▶ _Source text_
- Opening Delimiter -
The goal of the MDR subtask is to assess the probability of a TB patient having a resistant form of tuberculosis based on the analysis of a chest CT. Compared to 2017, datasets for the MDR detection subtask were extended by means of adding several cases with extensively drug-resistant tuberculosis (XDR TB), which is a rare and the most severe subtype of MDR TB.
The goal of the TBT subtask is to automatically categorize each TB case into one of the following five types: Infiltrative, Focal, Tuberculoma, Miliary, and Fibro-cavernous. The SVR subtask is dedicated to assess the TB severity based on a single CT image of a patient. The severity score is the results of a cumulative score of TB severity assigned by a medical doctor.
4.2 Dataset
For all three subtasks 3D CT volumes were provided with a size of \(512 \times 512\) pixels and number of slices varying from 50 to 400. All CT images were stored in the NIFTI file format with .nii.gz file extension (g-zipped .nii files). This file format stores raw voxel intensities in Hounsfield Units (HU) as well as the corresponding image metadata such as image dimensions, voxel size in physical units, slice thickness, etc. For all patients automatically extracted masks of the lungs were provided. The details of the lung segmentation used can be found in [9].
Tables 4, 5 and 6 present for each of the subtasks the division of the datasets between training and test sets (columns), and the corresponding ground truth labels (rows). The dataset for the MDR subtask was composed of 262 MDR and 233 Drug-Sensitive (DS) patients, as shown in Table 4. In addition to CT image data, age and gender for each patient were provided for this subtask. The TBT task contained in total 1,513 CT scans of 994 unique patients divided as shown in Table 5. Patient metadata includes only age. The dataset for the SVR subtask was represented by a total number of 279 patients with a TB severity score assigned for each case by medical doctors. The scores were presented as numbers from 1 to 5, so for a regression task. In addition, for the 2-class prediction task the severity labels were binarized so that scores from 1 to 3 corresponded to “high severity” and 4–5 corresponded to “low severity” (see Table 6).
- Closing Delimiter -
▶ _Tasks to carry out_
1. According to the tuberculosis text, how many unique patients did the TBT task's CT scans come from?
2. Reproduce part of the tuberculosis text, beginning at the words "The goal of the MDR" and stopping after "subtype of MDR TB.".
3. Render this sentence from the tuberculosis text in Spanish: "For all patients automatically extracted masks of the lungs were provided."
The items play no part in the work on the tuberculosis text.

▶ _Extracted material_
- Opening Delimiter -
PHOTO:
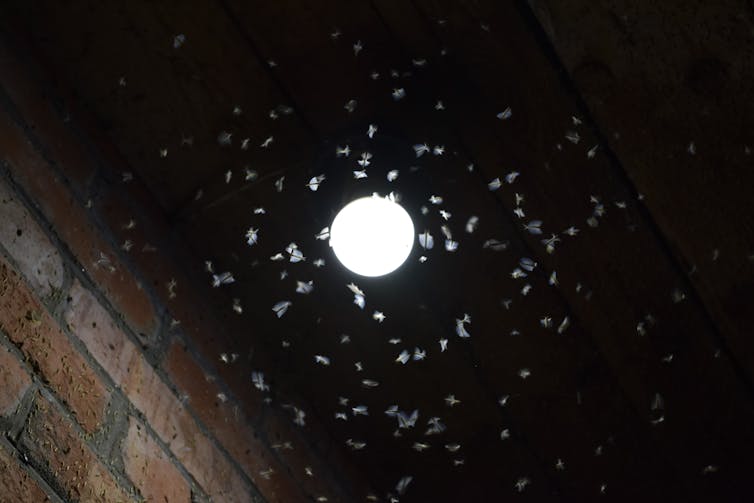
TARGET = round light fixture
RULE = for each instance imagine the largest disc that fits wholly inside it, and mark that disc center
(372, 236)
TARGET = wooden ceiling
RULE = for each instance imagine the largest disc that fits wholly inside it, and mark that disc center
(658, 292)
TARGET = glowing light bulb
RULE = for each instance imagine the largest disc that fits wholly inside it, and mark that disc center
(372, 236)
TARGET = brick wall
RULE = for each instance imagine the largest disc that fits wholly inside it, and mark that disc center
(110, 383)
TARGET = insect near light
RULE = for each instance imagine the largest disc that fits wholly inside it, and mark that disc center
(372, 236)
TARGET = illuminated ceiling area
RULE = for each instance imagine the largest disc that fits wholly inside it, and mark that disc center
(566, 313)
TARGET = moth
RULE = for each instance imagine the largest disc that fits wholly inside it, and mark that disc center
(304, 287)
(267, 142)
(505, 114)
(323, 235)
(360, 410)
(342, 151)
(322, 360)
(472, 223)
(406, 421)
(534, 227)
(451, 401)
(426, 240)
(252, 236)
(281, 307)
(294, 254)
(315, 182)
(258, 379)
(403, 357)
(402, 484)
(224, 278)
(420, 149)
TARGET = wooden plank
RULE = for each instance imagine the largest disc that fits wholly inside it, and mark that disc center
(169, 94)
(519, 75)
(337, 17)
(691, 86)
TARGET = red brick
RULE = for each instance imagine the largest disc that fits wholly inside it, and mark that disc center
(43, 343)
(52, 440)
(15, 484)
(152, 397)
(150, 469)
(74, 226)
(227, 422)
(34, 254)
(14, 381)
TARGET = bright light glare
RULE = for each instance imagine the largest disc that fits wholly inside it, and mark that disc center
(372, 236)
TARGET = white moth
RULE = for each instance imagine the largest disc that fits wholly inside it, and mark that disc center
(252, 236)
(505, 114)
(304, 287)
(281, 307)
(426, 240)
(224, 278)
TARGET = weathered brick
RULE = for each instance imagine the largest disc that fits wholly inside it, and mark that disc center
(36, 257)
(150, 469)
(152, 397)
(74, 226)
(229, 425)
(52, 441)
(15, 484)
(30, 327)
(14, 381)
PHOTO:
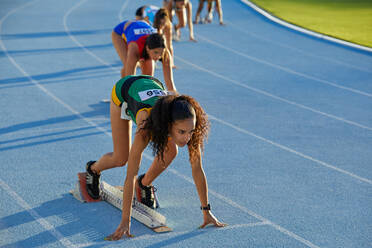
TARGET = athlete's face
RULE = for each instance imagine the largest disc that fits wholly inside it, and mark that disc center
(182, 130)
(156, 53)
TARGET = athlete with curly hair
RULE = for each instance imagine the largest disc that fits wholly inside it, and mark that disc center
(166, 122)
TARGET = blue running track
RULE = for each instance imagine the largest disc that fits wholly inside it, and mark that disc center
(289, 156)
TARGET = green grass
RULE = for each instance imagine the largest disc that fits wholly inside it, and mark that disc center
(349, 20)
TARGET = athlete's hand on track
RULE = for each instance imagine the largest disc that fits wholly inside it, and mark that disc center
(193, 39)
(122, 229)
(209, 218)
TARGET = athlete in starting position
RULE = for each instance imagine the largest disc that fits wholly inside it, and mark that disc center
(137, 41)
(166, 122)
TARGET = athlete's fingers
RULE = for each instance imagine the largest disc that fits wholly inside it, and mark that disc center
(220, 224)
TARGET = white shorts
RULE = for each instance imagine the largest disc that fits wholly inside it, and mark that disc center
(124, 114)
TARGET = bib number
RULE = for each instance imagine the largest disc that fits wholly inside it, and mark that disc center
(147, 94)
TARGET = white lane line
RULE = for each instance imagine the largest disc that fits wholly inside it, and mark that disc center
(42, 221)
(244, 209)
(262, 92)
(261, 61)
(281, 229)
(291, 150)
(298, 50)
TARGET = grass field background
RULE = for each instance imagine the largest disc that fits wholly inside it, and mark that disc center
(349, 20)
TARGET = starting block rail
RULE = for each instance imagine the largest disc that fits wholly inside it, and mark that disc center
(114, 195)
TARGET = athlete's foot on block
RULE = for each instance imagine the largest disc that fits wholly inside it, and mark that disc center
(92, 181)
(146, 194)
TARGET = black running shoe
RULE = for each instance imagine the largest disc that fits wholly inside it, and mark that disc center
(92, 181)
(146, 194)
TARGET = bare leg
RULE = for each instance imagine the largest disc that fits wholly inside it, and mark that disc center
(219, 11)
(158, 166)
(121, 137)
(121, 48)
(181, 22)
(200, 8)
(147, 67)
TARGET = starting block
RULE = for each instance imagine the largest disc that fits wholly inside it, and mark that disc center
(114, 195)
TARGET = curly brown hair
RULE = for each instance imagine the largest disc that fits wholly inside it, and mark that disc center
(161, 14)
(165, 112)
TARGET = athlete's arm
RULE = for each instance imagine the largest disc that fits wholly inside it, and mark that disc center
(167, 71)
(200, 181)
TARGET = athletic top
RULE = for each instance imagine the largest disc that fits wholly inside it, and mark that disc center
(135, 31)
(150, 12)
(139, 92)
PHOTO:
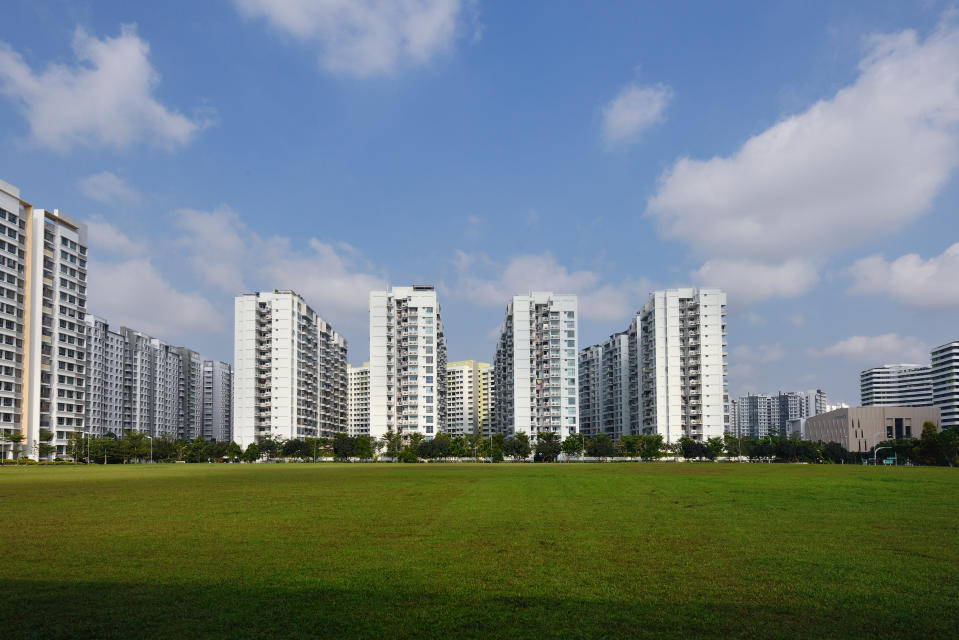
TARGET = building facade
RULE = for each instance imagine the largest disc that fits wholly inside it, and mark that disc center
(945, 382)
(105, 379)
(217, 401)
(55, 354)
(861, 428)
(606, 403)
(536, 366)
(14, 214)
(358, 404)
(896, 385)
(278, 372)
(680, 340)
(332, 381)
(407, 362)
- Closing Delimiter -
▶ _Solutions to the problems_
1. 994 unique patients.

2.
The goal of the MDR subtask is to assess the probability of a TB patient having a resistant form of tuberculosis based on the analysis of a chest CT. Compared to 2017, datasets for the MDR detection subtask were extended by means of adding several cases with extensively drug-resistant tuberculosis (XDR TB), which is a rare and the most severe subtype of MDR TB.

3. Para todos los pacientes se proporcionaron máscaras de los pulmones extraídas automáticamente.